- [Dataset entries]
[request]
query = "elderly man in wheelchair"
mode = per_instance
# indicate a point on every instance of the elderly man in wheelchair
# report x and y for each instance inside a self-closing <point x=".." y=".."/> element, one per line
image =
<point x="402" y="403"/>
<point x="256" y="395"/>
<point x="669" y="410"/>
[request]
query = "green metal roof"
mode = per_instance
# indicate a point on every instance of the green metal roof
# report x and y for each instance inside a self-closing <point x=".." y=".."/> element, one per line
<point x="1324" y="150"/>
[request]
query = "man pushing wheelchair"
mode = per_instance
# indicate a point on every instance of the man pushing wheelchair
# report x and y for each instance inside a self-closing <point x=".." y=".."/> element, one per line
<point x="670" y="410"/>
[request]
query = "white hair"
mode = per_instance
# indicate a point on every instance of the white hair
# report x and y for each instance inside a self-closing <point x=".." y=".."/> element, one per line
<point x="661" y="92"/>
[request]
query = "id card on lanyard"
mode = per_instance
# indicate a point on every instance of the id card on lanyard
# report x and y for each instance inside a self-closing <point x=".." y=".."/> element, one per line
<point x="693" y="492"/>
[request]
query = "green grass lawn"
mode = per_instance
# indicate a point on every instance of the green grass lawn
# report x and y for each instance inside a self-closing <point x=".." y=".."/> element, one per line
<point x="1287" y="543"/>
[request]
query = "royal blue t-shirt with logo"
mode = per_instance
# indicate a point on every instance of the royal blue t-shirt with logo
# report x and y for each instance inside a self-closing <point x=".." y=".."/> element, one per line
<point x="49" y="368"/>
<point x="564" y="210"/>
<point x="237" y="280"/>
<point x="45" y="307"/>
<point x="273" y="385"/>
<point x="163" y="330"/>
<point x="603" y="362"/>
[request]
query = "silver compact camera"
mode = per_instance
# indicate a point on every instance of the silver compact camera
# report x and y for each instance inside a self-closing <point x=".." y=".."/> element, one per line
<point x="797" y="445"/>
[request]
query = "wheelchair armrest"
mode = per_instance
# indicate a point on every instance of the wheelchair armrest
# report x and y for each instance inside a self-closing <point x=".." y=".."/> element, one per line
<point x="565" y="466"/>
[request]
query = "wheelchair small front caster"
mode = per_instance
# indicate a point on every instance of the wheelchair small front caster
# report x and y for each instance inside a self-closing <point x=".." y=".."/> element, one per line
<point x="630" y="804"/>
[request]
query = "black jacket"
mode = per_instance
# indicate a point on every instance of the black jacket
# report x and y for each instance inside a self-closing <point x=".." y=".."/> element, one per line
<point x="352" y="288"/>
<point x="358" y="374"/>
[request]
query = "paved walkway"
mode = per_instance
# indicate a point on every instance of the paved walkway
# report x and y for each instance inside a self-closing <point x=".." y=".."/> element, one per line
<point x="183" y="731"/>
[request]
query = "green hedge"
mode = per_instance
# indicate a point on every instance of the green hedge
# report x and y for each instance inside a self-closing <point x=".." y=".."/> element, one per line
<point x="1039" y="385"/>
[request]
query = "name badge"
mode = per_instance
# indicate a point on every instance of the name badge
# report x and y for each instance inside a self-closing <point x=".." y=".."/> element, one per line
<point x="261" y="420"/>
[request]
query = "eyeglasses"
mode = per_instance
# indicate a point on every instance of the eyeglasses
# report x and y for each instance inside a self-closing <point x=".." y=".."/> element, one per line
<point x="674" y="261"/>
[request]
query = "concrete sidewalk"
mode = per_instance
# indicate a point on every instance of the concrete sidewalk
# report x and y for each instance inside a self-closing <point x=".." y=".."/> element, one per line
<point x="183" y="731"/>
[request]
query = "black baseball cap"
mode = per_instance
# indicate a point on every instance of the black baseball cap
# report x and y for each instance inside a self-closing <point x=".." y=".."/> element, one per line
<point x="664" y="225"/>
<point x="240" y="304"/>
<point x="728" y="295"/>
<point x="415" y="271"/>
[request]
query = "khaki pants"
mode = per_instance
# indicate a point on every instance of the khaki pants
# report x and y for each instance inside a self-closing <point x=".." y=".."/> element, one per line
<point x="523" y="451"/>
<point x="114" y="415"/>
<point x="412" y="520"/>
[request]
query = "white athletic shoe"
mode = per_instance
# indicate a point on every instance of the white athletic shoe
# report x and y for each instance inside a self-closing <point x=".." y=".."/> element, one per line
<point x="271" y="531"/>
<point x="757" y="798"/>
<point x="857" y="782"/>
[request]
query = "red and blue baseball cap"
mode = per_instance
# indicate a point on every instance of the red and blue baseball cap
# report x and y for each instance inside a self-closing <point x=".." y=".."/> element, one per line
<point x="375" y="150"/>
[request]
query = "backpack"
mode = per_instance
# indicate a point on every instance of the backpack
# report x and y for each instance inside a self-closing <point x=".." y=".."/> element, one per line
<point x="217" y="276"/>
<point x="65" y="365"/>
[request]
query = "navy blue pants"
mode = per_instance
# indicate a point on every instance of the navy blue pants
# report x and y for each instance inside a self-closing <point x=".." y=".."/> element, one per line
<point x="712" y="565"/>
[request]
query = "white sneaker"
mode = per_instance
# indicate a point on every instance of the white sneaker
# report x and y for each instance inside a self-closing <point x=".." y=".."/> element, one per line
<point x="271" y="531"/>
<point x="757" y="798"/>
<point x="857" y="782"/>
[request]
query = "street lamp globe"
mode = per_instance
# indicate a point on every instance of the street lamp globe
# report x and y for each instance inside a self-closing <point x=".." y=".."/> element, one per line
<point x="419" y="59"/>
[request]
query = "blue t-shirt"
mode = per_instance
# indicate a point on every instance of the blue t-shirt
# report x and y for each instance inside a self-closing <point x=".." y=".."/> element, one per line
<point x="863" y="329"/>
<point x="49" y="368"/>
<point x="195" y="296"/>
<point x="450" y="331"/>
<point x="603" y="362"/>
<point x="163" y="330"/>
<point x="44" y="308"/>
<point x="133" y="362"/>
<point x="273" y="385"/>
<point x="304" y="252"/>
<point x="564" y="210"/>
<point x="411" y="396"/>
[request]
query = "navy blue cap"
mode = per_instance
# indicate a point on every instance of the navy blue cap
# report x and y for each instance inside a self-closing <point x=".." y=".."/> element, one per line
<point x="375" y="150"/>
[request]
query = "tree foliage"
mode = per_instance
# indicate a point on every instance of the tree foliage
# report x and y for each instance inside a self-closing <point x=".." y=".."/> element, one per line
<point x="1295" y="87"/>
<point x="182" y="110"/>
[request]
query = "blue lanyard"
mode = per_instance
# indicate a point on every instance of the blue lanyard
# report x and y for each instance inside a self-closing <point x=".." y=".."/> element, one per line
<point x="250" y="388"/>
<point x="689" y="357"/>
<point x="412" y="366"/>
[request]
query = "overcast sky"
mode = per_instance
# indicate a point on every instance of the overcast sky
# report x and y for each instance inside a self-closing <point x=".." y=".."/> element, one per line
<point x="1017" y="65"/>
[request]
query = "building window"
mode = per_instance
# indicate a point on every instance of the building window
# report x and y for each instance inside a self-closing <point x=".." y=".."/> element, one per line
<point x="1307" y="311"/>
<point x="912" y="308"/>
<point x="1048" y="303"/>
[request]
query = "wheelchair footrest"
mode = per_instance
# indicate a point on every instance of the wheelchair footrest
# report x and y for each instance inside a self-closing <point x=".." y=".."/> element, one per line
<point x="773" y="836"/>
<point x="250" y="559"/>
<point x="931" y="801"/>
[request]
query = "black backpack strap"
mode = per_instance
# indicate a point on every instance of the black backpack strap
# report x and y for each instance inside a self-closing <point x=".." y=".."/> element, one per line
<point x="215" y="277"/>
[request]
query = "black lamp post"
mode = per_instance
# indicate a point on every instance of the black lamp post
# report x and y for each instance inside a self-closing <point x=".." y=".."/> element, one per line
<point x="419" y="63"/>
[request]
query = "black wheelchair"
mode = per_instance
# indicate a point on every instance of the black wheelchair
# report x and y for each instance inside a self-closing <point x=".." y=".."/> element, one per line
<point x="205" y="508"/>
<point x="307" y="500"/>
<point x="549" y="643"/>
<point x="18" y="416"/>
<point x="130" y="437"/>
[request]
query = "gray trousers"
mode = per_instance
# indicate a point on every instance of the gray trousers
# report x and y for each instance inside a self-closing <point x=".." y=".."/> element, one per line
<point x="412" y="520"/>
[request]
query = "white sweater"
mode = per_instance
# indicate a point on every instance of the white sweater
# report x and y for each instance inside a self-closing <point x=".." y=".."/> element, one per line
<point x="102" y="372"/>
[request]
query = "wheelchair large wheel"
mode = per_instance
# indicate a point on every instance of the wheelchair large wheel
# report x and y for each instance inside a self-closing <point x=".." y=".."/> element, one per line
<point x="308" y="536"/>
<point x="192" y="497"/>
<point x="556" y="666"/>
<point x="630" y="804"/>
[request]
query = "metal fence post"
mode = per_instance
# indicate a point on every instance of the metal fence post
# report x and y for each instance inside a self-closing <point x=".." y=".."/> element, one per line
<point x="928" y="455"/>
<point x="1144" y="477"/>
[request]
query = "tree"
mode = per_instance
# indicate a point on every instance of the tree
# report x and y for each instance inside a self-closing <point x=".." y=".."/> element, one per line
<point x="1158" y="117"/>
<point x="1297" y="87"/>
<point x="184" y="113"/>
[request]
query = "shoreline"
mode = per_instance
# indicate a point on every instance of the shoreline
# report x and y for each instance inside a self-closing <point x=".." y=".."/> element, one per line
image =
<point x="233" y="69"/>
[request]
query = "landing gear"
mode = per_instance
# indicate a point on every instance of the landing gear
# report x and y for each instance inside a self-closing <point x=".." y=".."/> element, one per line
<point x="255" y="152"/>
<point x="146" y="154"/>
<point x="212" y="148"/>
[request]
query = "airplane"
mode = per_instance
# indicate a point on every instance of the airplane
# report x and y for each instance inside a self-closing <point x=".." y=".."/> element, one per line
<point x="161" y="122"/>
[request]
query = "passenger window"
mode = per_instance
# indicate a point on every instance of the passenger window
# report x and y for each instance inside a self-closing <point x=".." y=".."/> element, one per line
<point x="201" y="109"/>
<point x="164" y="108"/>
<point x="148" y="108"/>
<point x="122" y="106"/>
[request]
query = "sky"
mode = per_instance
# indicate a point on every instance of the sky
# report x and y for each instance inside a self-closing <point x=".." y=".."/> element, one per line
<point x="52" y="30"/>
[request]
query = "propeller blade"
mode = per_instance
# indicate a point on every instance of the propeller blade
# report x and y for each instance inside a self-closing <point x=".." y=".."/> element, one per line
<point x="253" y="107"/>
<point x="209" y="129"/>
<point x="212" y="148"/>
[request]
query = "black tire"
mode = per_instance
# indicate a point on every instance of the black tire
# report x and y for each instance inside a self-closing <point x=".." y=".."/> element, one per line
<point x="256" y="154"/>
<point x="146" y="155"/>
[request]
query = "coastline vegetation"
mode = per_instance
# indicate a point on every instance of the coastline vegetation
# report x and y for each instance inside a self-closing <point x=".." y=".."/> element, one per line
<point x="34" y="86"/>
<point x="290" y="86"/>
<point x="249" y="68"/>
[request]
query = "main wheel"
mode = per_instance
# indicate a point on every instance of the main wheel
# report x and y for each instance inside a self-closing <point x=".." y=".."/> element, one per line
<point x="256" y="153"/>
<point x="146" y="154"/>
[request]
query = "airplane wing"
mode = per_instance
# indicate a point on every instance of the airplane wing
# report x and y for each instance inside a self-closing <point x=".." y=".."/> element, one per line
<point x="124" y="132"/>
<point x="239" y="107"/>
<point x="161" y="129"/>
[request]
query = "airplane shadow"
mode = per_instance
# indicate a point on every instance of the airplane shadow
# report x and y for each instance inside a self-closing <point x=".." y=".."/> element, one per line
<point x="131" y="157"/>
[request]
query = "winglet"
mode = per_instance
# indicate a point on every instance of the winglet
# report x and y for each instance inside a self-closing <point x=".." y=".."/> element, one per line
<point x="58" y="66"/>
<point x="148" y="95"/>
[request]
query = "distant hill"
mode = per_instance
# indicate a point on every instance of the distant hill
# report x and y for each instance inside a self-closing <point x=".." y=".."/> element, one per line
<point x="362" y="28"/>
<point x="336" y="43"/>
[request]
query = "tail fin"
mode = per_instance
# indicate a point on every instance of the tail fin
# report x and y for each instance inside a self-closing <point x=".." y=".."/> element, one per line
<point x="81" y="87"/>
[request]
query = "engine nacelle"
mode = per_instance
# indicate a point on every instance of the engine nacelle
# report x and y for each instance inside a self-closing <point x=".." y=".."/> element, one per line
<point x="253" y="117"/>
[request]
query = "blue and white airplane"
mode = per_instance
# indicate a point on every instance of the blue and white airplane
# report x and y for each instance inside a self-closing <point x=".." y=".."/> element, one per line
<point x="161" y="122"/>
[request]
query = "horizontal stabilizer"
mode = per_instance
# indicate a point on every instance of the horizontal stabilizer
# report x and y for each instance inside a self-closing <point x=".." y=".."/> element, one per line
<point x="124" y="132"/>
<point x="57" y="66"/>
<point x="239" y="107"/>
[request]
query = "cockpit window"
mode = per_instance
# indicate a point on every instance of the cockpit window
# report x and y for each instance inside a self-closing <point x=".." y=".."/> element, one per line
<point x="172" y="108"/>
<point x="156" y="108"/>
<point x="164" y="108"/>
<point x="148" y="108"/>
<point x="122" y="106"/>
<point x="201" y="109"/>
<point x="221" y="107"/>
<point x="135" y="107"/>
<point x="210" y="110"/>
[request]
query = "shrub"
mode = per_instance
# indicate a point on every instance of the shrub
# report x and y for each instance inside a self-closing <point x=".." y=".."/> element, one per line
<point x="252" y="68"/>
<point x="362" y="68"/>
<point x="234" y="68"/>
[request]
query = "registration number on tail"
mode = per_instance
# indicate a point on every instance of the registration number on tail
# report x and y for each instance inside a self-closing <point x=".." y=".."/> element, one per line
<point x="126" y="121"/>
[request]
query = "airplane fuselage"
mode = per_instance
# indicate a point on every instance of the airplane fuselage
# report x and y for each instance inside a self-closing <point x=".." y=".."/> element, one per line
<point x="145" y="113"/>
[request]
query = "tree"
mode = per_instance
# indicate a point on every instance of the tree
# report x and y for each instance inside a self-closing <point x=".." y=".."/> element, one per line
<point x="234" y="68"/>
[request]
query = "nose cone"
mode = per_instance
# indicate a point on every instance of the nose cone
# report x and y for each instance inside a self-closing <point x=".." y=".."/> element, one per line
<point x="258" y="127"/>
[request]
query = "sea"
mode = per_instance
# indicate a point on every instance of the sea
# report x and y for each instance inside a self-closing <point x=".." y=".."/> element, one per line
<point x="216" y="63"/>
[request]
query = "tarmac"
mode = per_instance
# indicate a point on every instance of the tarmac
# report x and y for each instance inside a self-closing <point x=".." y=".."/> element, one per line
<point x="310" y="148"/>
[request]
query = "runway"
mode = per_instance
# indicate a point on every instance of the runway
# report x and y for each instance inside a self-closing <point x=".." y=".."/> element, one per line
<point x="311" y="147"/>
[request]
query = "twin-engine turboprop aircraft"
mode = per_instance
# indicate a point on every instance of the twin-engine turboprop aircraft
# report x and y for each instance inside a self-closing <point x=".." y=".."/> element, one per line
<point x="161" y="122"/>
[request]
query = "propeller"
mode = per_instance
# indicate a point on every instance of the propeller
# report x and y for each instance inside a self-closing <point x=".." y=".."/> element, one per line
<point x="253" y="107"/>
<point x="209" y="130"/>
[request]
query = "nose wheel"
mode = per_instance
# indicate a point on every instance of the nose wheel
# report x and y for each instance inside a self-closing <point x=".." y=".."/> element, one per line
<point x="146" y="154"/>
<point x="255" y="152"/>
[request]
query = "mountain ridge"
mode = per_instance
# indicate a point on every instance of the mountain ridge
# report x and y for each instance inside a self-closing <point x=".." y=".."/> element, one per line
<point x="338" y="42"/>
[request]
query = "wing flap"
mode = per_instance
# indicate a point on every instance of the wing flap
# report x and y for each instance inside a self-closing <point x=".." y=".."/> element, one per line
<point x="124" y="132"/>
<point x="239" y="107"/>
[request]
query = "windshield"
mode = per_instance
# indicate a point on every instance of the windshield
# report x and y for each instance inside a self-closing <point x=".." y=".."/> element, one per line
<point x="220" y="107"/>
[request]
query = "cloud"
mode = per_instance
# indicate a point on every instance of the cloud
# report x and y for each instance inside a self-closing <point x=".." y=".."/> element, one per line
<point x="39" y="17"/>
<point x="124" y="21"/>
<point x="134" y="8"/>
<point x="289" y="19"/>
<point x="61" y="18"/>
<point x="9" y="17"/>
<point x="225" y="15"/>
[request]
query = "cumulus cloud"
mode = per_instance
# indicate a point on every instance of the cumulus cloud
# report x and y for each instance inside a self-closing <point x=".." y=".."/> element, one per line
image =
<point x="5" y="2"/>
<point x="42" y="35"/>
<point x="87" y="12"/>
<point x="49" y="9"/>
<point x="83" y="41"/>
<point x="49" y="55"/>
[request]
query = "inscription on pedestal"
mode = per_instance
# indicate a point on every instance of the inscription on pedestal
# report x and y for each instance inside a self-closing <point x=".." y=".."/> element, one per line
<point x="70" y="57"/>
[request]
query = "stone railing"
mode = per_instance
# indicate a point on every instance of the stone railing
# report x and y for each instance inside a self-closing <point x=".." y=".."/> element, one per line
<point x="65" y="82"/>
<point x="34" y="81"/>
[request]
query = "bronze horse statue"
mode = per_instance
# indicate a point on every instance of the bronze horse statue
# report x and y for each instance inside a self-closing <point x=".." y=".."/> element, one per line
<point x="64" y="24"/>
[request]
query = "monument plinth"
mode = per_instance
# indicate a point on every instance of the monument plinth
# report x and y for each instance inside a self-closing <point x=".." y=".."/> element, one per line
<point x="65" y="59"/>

- [What you have to do] Scan the records for lines that hold "cockpit", and reproduce each one you find.

- [Solution]
query = "cockpit window"
# indicate a point on every instance of the cockpit window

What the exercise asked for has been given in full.